* _Reading text_:
──────
Australia held a general election on 2 July 2016. The Liberal/National coalition narrowly won in the House of Representatives, gaining a substantially reduced majority of 77 of the 150 seats, to Labor’s 68 and other parties’ 5 seats. One campaign issue for all parties was the destruction of the Great Barrier Reef, which is seen as an environmental disaster. Each party had proposals for tackling the problem and we examine some of them here.

The Great Barrier Reef is the largest coral reef in the world. As the BBC’s iWonder guide states:

One of the world’s seven natural wonders, the Great Barrier Reef contains some 900 islands and 3000 smaller reefs. It is larger than the UK, the Netherlands and Switzerland combined, home to around 10% of the world’s marine fish, over 200 bird species and countless other animals, including turtles and dolphins.

But this iconic Reef system is facing unprecedented threats. Together with governments, scientists are playing a key role in the battle to preserve this vulnerable ecosystem before it’s too late.

The Reef is 2300km long. In the northern third, around half of the coral is dead. Few tourists see this, as they tend to dive in the southern third, which, being cooler, is less affected.

The bleaching and destruction of coral reefs has a number of causes. These include: rising water temperatures, generally from global warming and more extreme El Niño events (rising warm waters that periodically spread across the Pacific); pollution, including that from coal mining, industrial effluent and run-off of pesticides, herbicides, fertilisers and sediment from farming, leading to acidification of waters; more frequent and more violent cyclones; rapidly expanding numbers of coral-eating Crown of Thorns starfish; and over fishing of some species of fish, leading to knock-on effects on ecosystems.

The Barrier Reef and the oceans and atmosphere around it can be regarded as a common resource. The warming of the atmosphere and the oceans, and the destruction of the reef and the wildlife on it, are examples of the ‘tragedy of the commons’. With no-one owning these resources, they are likely to be overused and abused. Put another way, these activities cause negative externalities, which do not appear as costs to the polluters and despoilers, but are still costs to all who treasure the reef. And, from a non-human perspective, it is a cost to the planet and its biodiversity. What is in the private interests of the abusers is not in the social or environmental interest.

The Australian government had sought to downplay the extent of the problem, afraid of deterring tourists – a valuable source of revenue – and under pressure from the coal and farming industries. Nevertheless, in the run-up to the election, the destruction of the Reef and what to do about it became a major debating point between the parties.

The Coalition government has pledged A$1bn for a new Reef fund, which will be dedicated to tackling climate change and water quality.

The fund will also help coastal sewage treatment plants to reduce ocean outfalls with efficient pumps, biogas electricity generation and next-generation waste water treatment. Improving water quality will enhance the Reef’s resilience to climate change, coral bleaching and outbreaks of the destructive crown of thorns starfish.
──────
* _Materials provided_:

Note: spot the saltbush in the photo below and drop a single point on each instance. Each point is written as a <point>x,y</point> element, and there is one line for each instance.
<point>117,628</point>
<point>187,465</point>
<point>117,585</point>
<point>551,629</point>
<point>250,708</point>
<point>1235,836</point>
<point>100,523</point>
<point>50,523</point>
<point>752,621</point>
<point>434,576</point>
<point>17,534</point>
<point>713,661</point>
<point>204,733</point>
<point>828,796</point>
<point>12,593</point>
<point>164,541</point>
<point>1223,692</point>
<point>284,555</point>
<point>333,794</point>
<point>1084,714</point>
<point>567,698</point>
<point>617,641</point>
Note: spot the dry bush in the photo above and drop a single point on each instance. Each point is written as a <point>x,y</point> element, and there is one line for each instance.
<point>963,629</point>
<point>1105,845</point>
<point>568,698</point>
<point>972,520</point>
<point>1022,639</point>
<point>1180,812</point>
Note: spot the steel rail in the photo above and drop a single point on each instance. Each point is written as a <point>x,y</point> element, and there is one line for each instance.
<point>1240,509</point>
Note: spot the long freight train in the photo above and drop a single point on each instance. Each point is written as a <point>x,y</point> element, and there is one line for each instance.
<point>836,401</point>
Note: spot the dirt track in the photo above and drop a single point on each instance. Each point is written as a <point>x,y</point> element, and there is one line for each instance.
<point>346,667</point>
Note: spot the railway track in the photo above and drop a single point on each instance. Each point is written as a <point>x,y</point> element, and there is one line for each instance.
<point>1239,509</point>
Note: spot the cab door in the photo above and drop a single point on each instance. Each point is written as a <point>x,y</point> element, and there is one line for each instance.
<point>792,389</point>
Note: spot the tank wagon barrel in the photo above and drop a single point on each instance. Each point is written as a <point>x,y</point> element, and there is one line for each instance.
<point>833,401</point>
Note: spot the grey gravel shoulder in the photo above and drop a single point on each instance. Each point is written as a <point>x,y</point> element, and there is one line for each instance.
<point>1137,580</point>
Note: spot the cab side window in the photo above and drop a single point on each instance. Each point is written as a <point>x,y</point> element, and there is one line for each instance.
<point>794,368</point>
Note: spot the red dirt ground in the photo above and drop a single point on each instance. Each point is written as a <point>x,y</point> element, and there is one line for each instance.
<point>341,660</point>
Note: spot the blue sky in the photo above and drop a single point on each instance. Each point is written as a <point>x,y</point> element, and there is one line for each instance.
──────
* _Given exercise 1_: Reproduce the records exactly, from their start through the line that contains "<point>284,555</point>", both ends included.
* _Given exercise 2_: Resume the text on the Great Barrier Reef and the 2016 Australian election from the point where it stops.

* _Exercise output 1_:
Note: spot the saltbush in the photo below and drop a single point on each instance. Each point is written as a <point>x,y</point> element, and there is one line for each instance.
<point>117,628</point>
<point>187,465</point>
<point>117,585</point>
<point>551,629</point>
<point>250,708</point>
<point>1235,836</point>
<point>100,523</point>
<point>50,523</point>
<point>752,621</point>
<point>434,576</point>
<point>17,534</point>
<point>713,661</point>
<point>204,733</point>
<point>828,796</point>
<point>12,593</point>
<point>164,541</point>
<point>1223,692</point>
<point>284,555</point>

* _Exercise output 2_:
But how much difference the fund can make with the money it will have is not clear.

The Labor Party pledged to follow every recommendation in the Great Barrier Reef Water Science Taskforce’s Final Report, released in May, and to pass laws to prevent farm pollution flowing into the waters around the Reef and to have a more rapid shift towards renewable energy.

The Green Party goes the furthest. In addition to the Labor Party’s proposals, it wants to impose taxes on coal firms equal to the cost of the damage they are causing. The tax revenues would be paid into a multi-billion dollar fund. This would then be spent on measures to rescue the Reef, invest in clean energy projects, stop damaging industrial development, improve farm management and stop polluted run-off into the Reef catchment area by investing in water systems.

Promises at the time of an election are all well and good. Just how much will be done by the re-elected Coalition government remains to be seen.

Interactive Videos and presentations
David Attenborough’s Great Barrier Reef: an Interactive Journey, Atlantic Productions, David Attenborough (2015)
Global Warming – the greatest market failure Prezi, Yvonne Cheng (5/12/12)

Articles
The Great Barrier Reef: a catastrophe laid bare The Guardian, Michael Slezak (7/6/16)
The Guardian view on the Great Barrier Reef: the crisis they prefer to downplay The Guardian (7/6/16)
Fight to save Great Barrier Reef could cost billions, secret government modelling estimates ABC News, Mark Willacy (2/6/16)
Great Barrier Reef: government must choose which parts to save, says expert The Guardian, Joshua Robertson (8/7/16)
This election, what hope is there for the Great Barrier Reef? The Guardian, Michael Slezak (1/7/16)
Coalition will protect Great Barrier Reef with $1bn fund, says PM The Guardian, Gareth Hutchens (12/6/16)
Great Barrier Reef election explainer: how do the parties compare? The Guardian, Michael Slezak (2/6/16)
Five things we can do right now to save the Great Barrier Reef The Guardian, John Pandolfi (13/6/16)
We’ve scored the parties on the Reef My Sunshine Coast, Australian Marine Conservation Society (29/6/16)
Our Most Iconic Places Are Under Dire Threat From Climate Change Huffington Post, Nick Visser (26/5/16)
There are bright spots among the world’s coral reefs – the challenge is to learn from them The Conversation, Australia, Joshua Cinner (21/7/16)

Questions

  1. Explain what is meant by the Tragedy of the Commons. Is all pollution damage an example of this?
  2. What can the Australian government do to internalise the external costs to the Great Barrier Reef from (a) farming; (b) mining; (c) global warming?
  3. Why is it difficult to reach international agreement on tackling climte change? What insights can game theory provide for understanding the difficulties?
  4. What are the recommendations in the Final Report of the Great Barrier Reef Water Science Taskforce? What mix of tools does it suggest?
  5. What are the relative advantages and disadvantages of taxation, laws and regulations, public investment, education and international negotiation as policy instruments to protect the Reef?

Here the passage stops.